Text section »
In response to the coronavirus pandemic, the CECC was activated on 20 January 2020. The Executive Yuan approved the deactivation of the CECC in response to COVID-19 effective 1 May 2023.

=== Coordinating the response to COVID-19 ===

The CECC has the authority to coordinate work across government departments and enlist additional personnel during an emergency. The CECC has coordinated government response measures across areas including logistics for citizens on the Diamond Princess, disinfection of public spaces around schools, and daily briefings from Minister of Health Chen Shih-chung, which are regularly aired on large news channels in Taiwan. Originally established as a level 3 government entity, the CECC was promoted to level 1 on 28 February 2020.

In January, Taiwan closed its borders to all residents of Wuhan amid concerns that the country was not receiving timely updates, because it was excluded from the World Health Organization (WHO).

=== Activities of the CECC ===

The agency has sent warning text messages target to mobile phones in specific areas, urging people to practice social distancing, especially by avoiding crowded scenic areas.

The problem » Please reproduce the text about the CECC in full, word for word.

Records supplied »

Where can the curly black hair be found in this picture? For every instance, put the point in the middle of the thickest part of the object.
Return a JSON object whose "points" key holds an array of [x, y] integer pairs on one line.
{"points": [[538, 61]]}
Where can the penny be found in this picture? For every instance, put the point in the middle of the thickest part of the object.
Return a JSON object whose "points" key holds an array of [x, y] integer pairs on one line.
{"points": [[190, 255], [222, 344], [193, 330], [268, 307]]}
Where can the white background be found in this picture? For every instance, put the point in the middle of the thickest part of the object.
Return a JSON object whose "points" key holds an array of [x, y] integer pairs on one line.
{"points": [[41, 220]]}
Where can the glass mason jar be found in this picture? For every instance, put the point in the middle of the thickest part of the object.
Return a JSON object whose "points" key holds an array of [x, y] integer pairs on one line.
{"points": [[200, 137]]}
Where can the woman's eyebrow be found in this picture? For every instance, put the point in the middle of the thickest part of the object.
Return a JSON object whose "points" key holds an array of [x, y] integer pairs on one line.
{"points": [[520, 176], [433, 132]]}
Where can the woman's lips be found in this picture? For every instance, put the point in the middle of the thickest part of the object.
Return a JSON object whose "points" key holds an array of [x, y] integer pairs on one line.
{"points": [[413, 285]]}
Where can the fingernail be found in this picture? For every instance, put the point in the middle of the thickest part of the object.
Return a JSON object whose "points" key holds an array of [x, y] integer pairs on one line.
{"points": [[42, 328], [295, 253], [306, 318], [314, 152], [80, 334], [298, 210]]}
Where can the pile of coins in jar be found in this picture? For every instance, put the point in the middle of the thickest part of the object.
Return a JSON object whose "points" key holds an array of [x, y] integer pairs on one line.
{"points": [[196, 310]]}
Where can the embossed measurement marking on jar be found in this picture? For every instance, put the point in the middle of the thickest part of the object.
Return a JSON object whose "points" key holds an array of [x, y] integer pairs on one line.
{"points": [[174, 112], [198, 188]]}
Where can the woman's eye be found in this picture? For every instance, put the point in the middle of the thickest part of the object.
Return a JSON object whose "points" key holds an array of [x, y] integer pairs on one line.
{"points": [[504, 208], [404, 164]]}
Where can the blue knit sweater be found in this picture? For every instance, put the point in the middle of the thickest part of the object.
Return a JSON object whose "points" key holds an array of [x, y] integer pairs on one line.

Task answer »
In response to the coronavirus pandemic, the CECC was activated on 20 January 2020. The Executive Yuan approved the deactivation of the CECC in response to COVID-19 effective 1 May 2023.

=== Coordinating the response to COVID-19 ===

The CECC has the authority to coordinate work across government departments and enlist additional personnel during an emergency. The CECC has coordinated government response measures across areas including logistics for citizens on the Diamond Princess, disinfection of public spaces around schools, and daily briefings from Minister of Health Chen Shih-chung, which are regularly aired on large news channels in Taiwan. Originally established as a level 3 government entity, the CECC was promoted to level 1 on 28 February 2020.

In January, Taiwan closed its borders to all residents of Wuhan amid concerns that the country was not receiving timely updates, because it was excluded from the World Health Organization (WHO).

=== Activities of the CECC ===

The agency has sent warning text messages target to mobile phones in specific areas, urging people to practice social distancing, especially by avoiding crowded scenic areas.